(EXERCISE REQUIREMENTS):
A. In the article on the Fed's rate hike, by how much did the Fed raise its key short-term interest rate on Wednesday?
B. Reproduce the part of the Fed rate-hike article between "The two-year Treasury" and "Infrastructure Capital Advisors.", inclusive, swapping "bond market" for "debt market".
C. Carry on the article about the Fed's rate hike from its last sentence.

(PASSAGE PROVIDED):

The Fed on Wednesday hiked its key short-term interest rate by three-quarters of a percentage point, triple the usual move. Powell said the Fed may consider another increase that big at its next meeting in July, but he also said such a hike is “an unusually large one” and not to expect it to be common.
The Fed is “not trying to induce a recession now, let’s be clear about that,” Powell said. He said Wednesday’s big increase was about the Fed speeding up the move to get interest rates back to normal, calling it “front-end loading.”
“He’s making it extremely clear to the market, to U.S. consumers, that the Fed takes this seriously and is doing whatever it takes to take inflation down and maintain price stability,” said Quincy Krosby, chief equity strategist for LPL Financial.
All kinds of investments, from bonds to bitcoin, have tumbled this year as high inflation forces central banks to swiftly remove supports propped underneath markets early in the pandemic.
Even if central banks pull off the delicate trick of slowing the economy just enough to stamp out inflation, without a recession, higher interest rates push down on prices for investments regardless. The hardest-hit have been the investments that soared the most in the easy-money era of ultralow interest rates, including high-growth technology stocks and cryptocurrencies.
Treasury yields this week shot to their highest levels in more than a decade on expectations for a more aggressive Fed, though they eased Wednesday following Powell’s comments. A disappointing report showing that sales at U.S. retailers unexpectedly slumped in May from April contributed.
The economy is still largely holding up amid a red-hot job market, but it has shown some signs of distress recently.
The two-year Treasury yield fell to 3.21 percent from 3.45 percent late Tuesday, with the biggest move happening after Powell said 0.75 percentage point rate hikes wouldn’t be common. The yield on the 10-year Treasury pulled back to 3.28 percent from 3.48 percent.
“The bond market right now is driving the broader market and that will continue,” said Jay Hatfield, CEO of Infrastructure Capital Advisors.

(PROVIDED MATERIAL):
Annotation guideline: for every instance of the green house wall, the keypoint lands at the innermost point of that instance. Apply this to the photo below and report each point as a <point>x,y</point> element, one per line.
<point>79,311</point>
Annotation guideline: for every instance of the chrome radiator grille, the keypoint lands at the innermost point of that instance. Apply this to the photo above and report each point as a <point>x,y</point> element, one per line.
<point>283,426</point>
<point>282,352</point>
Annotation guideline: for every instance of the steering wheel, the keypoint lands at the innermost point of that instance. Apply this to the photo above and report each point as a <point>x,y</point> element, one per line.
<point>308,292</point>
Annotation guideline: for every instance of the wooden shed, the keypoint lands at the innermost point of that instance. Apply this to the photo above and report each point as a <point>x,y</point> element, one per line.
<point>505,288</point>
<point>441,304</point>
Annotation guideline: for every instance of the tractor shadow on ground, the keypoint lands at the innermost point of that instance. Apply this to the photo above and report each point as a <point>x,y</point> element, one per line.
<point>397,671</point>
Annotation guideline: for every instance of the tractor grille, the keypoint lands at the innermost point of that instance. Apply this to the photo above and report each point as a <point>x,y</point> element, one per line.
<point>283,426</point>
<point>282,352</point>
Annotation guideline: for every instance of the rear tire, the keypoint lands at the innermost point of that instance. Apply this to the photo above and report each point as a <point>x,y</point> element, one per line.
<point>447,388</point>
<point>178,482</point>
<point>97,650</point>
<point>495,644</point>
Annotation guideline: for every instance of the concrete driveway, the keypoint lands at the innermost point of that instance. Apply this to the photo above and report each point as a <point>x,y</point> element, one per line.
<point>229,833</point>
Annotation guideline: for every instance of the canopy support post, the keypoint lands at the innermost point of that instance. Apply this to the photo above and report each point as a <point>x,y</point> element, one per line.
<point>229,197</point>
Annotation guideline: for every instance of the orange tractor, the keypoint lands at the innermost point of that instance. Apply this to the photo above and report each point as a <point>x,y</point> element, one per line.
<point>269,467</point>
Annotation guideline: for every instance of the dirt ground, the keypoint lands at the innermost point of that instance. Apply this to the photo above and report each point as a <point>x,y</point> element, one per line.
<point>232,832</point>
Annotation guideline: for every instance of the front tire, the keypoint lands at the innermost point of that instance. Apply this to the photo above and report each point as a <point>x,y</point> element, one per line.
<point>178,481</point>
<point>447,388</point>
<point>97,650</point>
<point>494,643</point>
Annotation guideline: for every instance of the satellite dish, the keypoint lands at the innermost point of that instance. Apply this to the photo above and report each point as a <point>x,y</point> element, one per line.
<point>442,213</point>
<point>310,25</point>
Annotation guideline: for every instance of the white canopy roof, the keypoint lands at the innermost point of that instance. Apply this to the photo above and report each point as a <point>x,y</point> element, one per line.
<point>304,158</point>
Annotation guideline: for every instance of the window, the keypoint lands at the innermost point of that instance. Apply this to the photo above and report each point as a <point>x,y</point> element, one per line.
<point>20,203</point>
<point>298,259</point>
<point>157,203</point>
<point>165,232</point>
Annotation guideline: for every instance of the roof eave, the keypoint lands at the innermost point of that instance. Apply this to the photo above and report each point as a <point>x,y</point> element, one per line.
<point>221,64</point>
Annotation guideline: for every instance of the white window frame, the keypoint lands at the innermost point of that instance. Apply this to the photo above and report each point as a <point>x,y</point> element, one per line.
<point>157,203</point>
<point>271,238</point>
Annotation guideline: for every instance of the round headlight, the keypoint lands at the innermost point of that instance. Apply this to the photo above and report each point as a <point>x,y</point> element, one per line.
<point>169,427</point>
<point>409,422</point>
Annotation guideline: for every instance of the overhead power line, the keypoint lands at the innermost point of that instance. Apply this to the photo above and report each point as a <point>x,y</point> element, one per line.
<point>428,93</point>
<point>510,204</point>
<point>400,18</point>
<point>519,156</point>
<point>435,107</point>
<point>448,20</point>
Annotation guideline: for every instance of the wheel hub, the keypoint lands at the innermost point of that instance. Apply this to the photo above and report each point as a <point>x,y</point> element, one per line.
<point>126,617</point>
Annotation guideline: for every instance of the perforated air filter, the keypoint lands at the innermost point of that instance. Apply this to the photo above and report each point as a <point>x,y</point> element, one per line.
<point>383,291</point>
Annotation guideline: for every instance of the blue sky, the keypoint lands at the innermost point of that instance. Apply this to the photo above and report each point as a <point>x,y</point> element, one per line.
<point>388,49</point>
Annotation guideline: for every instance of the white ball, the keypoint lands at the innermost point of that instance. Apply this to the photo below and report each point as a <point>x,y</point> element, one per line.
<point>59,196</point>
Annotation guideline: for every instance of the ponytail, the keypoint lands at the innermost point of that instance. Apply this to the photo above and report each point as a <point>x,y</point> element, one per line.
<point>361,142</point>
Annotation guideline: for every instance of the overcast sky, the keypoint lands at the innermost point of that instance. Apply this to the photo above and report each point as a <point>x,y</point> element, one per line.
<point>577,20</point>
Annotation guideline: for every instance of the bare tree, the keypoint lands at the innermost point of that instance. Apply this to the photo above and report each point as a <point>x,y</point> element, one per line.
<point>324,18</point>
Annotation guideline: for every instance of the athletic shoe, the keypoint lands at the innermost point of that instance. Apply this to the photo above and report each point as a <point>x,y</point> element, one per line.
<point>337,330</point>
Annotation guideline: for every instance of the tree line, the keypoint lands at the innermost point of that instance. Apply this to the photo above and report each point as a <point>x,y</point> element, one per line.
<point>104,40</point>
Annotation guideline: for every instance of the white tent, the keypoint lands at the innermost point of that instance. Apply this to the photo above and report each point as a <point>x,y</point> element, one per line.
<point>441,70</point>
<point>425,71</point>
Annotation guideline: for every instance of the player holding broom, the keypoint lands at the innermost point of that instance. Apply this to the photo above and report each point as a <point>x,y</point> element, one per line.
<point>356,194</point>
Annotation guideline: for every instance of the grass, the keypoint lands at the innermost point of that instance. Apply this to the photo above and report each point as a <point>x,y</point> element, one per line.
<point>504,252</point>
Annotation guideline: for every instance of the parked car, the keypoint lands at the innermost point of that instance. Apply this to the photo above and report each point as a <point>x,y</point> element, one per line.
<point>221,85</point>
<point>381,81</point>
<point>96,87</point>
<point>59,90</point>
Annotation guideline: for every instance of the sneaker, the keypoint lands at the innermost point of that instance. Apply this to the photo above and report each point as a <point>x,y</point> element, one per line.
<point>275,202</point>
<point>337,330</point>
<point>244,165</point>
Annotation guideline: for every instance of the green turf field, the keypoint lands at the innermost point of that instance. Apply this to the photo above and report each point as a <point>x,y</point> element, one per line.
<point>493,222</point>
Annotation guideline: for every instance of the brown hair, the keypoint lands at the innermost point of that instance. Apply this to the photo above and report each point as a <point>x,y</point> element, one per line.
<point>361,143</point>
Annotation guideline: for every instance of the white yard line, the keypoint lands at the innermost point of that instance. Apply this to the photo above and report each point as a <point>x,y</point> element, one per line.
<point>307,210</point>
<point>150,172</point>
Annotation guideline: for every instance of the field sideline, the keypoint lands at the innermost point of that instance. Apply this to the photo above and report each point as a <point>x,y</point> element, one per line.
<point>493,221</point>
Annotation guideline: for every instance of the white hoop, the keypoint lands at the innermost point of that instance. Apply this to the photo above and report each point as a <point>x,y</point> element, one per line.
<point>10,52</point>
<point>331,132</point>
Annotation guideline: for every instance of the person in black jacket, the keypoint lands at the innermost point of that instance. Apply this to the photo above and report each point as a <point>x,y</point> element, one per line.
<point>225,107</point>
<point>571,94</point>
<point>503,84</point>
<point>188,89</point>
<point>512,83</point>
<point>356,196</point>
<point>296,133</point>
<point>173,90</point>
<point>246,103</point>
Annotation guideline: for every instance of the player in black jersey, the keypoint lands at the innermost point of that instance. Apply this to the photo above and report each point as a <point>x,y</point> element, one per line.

(RESULTS):
A. By three-quarters of a percentage point.

B.
The two-year Treasury yield fell to 3.21 percent from 3.45 percent late Tuesday, with the biggest move happening after Powell said 0.75 percentage point rate hikes wouldn’t be common. The yield on the 10-year Treasury pulled back to 3.28 percent from 3.48 percent.
“The debt market right now is driving the broader market and that will continue,” said Jay Hatfield, CEO of Infrastructure Capital Advisors.

C.
Cryptocurrency prices continued to sink, and bitcoin dropped as low as $20,087.90, nearly 71 percent below its record of $68,990.90 set late last year. It was down nearly 1 percent at $21,770 in afternoon trading, according to CoinDesk.
Powell said Wednesday the Fed is moving “expeditiously” to get rates closer to normal levels after last week’s stunning report that showed inflation at the consumer level unexpectedly accelerated last month. It dashed hopes on Wall Street that inflation may have already peaked.
More bad news came with a report on consumer sentiment showing households’ expectations for future inflation were rising, which could spark a vicious cycle that worsens it.
The war in Ukraine has helped send prices for oil soaring because the region is a major producer of energy. COVID infections in China, meanwhile, have led to the closure of factories and disrupted supply chains. It all helped pull the S&P 500 down more than 20 percent from its record set in early January, putting Wall Street into what investors call a bear market.
Many of those concerns are still around, which will likely keep markets volatile.
“Nothing has gone away, nothing looks like it is meaningfully closer to the end game,” said Ma of BMO Wealth Management. “It still seems like everything is at best highly uncertain.”
Stocks nevertheless also rose in Europe and parts of Asia Wednesday.
Germany’s DAX returned 1.4 percent after the European Central Bank called an unscheduled meeting to address worries that rising interest rates will cause turmoil in the continent’s bond market. The central bank did not give a detailed plan, but it said it would act if needed against “fragmentation” as yields for some European countries’ bonds rise much more than for others.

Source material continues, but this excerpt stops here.